## begin ENTRIES PROVIDED

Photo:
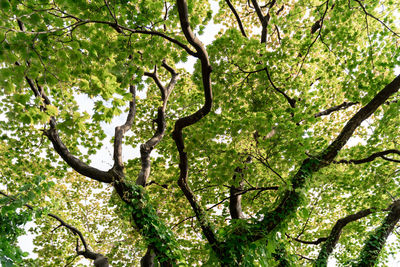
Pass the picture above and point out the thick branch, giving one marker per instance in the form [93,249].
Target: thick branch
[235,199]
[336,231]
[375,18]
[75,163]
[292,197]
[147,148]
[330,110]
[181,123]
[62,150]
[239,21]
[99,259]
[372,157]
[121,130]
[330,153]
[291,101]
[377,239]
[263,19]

## end ENTRIES PROVIDED

> [GIVEN PROBLEM]: Please rewrite all the entries above, request lines included, and shift both coordinates of every answer point by -43. Don't change the sample point in the request, and leave the pictures out.

> [RESPONSE BELOW]:
Photo:
Pass the picture above and point out the thick branch, giving one marker per instance in the form [93,249].
Target: thick branch
[192,156]
[293,188]
[332,-25]
[32,120]
[249,154]
[104,105]
[287,67]
[138,80]
[19,107]
[196,-22]
[56,216]
[329,114]
[78,87]
[287,110]
[248,58]
[334,196]
[220,-24]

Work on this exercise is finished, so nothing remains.